Exercise details
Render the material below as a numbered list, one line per number, skipping blank lines and leaving out the picture.

Given entries
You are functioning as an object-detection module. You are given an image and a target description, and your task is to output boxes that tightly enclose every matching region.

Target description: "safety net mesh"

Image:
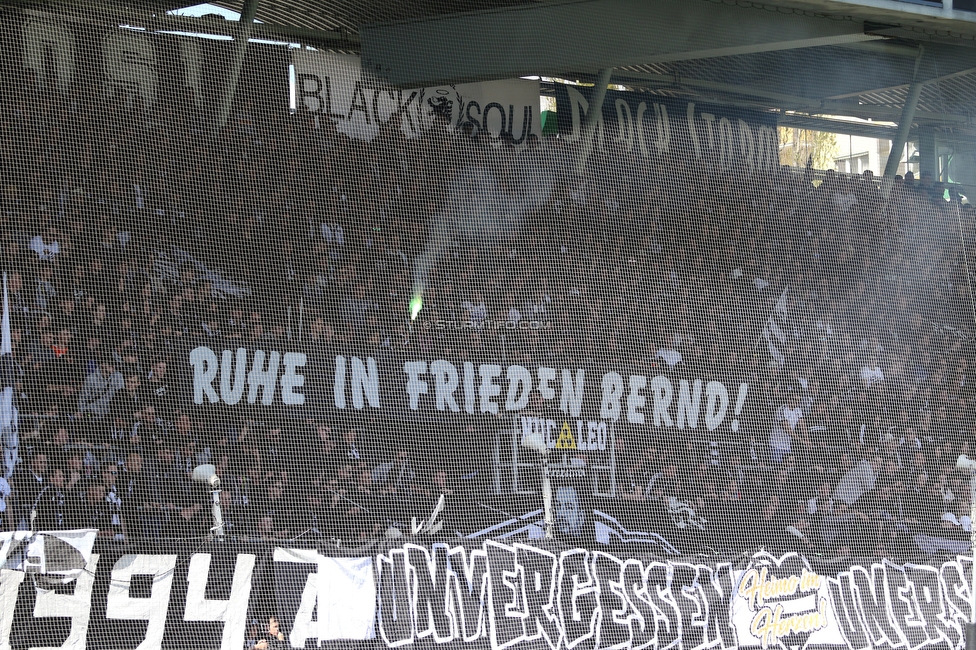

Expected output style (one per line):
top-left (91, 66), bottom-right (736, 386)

The reply
1. You are functioning as an object-detection module. You are given an image and a target description, and your task is to output boxes that tightly enclose every matching region.
2. Target description: "safety net mesh"
3. Image:
4. Expected output style (one per line):
5. top-left (91, 66), bottom-right (736, 386)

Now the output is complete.